**WHAT IS EXPECTED:**
Copy the records word for word, starting at the line that contains "Practice step: locate the water" and continuing through the final line of the records, including both ends.
##### INPUT MATERIAL
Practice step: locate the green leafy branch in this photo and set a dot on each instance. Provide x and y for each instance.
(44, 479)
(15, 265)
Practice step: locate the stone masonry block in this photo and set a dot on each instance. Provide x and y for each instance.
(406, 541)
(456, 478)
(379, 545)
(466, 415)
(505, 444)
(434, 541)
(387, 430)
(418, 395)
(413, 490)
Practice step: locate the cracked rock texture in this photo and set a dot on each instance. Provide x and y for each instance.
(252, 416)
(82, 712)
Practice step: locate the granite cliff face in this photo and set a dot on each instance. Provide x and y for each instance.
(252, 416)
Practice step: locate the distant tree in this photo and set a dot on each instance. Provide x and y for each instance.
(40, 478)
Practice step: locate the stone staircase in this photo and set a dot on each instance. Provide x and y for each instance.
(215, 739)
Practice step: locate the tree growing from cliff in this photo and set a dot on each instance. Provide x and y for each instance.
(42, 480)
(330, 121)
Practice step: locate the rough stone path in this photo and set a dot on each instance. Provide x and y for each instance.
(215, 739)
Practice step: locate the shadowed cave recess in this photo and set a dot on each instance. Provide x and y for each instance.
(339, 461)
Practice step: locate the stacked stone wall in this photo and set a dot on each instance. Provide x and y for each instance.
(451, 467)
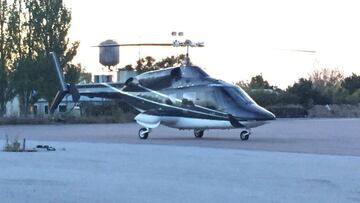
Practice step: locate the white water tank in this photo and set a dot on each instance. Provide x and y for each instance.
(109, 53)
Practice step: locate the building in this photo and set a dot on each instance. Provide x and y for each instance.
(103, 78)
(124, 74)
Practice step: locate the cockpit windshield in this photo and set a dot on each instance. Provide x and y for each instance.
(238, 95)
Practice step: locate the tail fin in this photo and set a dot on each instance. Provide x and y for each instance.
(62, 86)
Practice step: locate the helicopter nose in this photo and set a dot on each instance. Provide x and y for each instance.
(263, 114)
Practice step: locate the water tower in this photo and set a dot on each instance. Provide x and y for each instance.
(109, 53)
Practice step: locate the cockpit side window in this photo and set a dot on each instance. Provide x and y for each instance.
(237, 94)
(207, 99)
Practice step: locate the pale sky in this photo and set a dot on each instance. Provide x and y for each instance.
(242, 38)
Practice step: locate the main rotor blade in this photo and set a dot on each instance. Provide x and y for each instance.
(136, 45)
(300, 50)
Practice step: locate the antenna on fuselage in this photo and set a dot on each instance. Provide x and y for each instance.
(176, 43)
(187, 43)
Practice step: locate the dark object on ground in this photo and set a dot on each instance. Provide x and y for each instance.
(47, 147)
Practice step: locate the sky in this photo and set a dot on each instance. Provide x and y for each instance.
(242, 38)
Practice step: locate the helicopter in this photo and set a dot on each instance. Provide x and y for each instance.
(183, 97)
##########
**TASK RESPONSE:**
Practice step: locate the water tower in this photo and set a dot on each instance. Provide x and y for each instance.
(109, 53)
Practice step: locate the cockpit side window in this photo and set a dot on each instance. Provide x and y for each instance.
(237, 94)
(207, 99)
Practice step: locate the pale sky in this photo and set a dot on each instance. Provide x and y for each instance.
(242, 38)
Practice step: locate the main rotor blade in this photo and set a dot on each instance. Provide x and y for each instance.
(136, 45)
(300, 50)
Practice step: locate the antenna on fuselage in this photo and set a dot on each instance. Provide x and y for each instance.
(176, 43)
(187, 43)
Practice step: locate the dark object on ground in this photo and set a dot on each instance. Provide x and y for each instance.
(47, 147)
Practice step: locate the sky in this photo and set a dot on each instance. Provide x and y for each instance.
(242, 38)
Practice step: locate the helicopter in this photo and set a dot on each instance. Provide x and y for each instance.
(183, 97)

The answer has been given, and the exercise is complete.